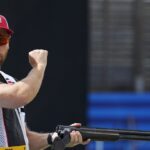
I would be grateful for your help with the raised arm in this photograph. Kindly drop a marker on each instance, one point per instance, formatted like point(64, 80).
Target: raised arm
point(24, 91)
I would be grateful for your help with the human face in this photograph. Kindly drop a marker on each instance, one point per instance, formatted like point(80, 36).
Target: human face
point(4, 45)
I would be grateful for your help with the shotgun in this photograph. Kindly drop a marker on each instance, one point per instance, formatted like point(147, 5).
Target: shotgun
point(104, 134)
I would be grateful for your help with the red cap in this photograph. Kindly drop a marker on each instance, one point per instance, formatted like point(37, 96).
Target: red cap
point(4, 25)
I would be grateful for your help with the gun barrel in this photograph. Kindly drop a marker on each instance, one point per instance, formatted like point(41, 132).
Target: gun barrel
point(103, 134)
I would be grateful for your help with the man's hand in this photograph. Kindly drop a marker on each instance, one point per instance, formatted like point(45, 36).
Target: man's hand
point(38, 57)
point(76, 137)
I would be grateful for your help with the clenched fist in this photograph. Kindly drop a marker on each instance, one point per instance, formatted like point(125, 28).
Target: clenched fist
point(38, 57)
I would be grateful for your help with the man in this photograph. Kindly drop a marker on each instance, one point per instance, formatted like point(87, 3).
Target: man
point(14, 134)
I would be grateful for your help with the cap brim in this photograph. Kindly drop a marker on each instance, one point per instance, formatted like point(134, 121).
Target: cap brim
point(9, 31)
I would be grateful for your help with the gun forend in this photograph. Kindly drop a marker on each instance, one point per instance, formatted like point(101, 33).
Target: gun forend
point(104, 134)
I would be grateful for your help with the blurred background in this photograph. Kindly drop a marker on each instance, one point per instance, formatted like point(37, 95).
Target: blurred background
point(98, 67)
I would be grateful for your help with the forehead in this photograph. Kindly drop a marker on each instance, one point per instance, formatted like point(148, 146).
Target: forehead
point(3, 31)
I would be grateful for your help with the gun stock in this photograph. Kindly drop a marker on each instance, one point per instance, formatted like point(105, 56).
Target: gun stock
point(103, 134)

● ● ● ● ●

● Given instruction: Reproduce every line of the items from the line containing "I would be grateful for your help with the forehead" through the end of the items, inclusive. Add 141 to each coordinate in the answer points and leave all other numbers unchanged.

● Task answer:
I would be grateful for your help with the forehead in this photograph. Kindly drop a marker on each instance, one point per instance, formatted like point(148, 146).
Target: forehead
point(144, 172)
I would be grateful for your help with the gun stock in this photograph. Kindly drop a marker on each instance, one point per instance, formatted like point(105, 56).
Target: gun stock
point(244, 275)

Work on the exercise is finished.